→ **INSTRUCTIONS FOR THE TASK**: The span to repeat in the listing below runs from the line containing "Note: pick out every instance of the coiled" to the line containing "Note: pick out every instance of the white drawn", inclusive. Repeat it exactly, and only it.
#### TASK INPUTS
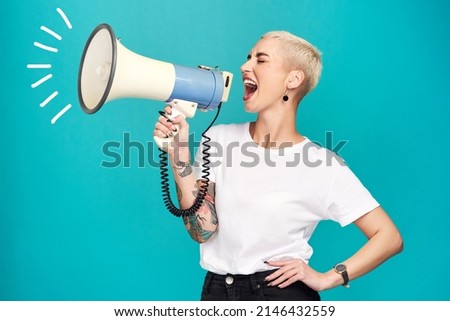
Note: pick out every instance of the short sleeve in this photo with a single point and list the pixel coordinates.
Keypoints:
(348, 199)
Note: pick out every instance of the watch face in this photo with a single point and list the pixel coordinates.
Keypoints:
(340, 268)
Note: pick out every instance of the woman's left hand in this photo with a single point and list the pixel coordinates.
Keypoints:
(293, 270)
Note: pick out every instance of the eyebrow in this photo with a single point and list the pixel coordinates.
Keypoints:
(259, 54)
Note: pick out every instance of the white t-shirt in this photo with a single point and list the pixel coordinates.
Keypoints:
(269, 201)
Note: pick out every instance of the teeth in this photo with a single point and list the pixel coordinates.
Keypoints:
(249, 82)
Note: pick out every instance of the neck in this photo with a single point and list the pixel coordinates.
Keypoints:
(276, 127)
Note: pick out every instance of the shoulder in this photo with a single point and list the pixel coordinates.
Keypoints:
(317, 155)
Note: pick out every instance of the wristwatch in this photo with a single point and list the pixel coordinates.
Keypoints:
(342, 270)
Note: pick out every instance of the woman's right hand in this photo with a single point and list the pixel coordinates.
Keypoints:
(176, 127)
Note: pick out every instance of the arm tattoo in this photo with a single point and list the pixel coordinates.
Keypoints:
(184, 167)
(197, 224)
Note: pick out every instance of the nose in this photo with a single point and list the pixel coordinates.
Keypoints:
(246, 67)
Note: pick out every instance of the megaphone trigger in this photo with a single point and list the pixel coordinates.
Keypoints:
(183, 108)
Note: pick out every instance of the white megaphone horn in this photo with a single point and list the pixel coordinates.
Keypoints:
(108, 71)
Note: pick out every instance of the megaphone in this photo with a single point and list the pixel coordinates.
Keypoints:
(108, 70)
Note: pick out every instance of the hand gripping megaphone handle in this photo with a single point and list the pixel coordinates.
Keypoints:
(179, 107)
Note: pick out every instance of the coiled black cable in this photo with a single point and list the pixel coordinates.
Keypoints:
(165, 187)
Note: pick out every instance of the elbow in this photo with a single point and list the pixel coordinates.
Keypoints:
(201, 236)
(397, 243)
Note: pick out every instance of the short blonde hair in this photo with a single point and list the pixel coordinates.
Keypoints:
(302, 55)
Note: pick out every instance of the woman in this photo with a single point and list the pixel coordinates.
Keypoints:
(270, 186)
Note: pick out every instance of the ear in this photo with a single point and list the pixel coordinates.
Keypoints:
(295, 79)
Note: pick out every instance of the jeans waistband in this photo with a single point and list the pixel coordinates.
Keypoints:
(255, 279)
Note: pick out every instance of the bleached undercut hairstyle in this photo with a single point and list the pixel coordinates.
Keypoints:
(302, 55)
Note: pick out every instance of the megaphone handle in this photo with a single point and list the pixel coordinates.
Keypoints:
(179, 108)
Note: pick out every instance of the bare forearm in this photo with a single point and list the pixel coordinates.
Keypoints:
(383, 243)
(203, 223)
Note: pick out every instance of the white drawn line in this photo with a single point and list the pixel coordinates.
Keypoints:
(49, 98)
(39, 66)
(39, 45)
(61, 112)
(51, 32)
(42, 80)
(63, 15)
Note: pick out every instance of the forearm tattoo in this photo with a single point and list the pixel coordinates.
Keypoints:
(184, 168)
(202, 225)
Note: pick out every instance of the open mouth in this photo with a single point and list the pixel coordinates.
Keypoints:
(249, 88)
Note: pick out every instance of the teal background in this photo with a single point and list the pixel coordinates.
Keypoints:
(73, 230)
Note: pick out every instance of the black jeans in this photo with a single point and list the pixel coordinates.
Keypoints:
(253, 288)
########
→ **ANSWER BOX**:
Note: pick out every instance of the coiled black cable in this photo with a single point and list the pixel coordinates.
Keypoints:
(165, 187)
Note: pick out every instance of the elbow in this photo with a single point and list the pixel coordinates.
Keypoints:
(201, 236)
(397, 243)
Note: pick out every instance of the short blonde hair in this photo with a single point and list the pixel coordinates.
Keypoints:
(302, 55)
Note: pick out every instance of the woman in this photo with a single point and list the pixel coordinates.
Keypoints:
(270, 186)
Note: pick out every instance of the ear in this photo with a single point and list the pixel coordinates.
Keypoints:
(295, 79)
Note: pick out every instance of the jeans waistband in this photo with a single point and list the pixel coordinates.
Keypoints:
(255, 279)
Note: pick out every instance of the bleached undercut hairstyle in this photo with a single point and list the pixel coordinates.
Keypoints:
(302, 55)
Note: pick out every instance of the megaphone handle in this photo with a single point and list the pixel coordinates.
Keypoints:
(179, 108)
Note: pick out every instance of the bare forearm in this photo with a single point and list the pixel coordinates.
Keypoints:
(383, 243)
(203, 223)
Note: pick out every instance of the white drawn line in this photo with a single point and list the pixel coordinates.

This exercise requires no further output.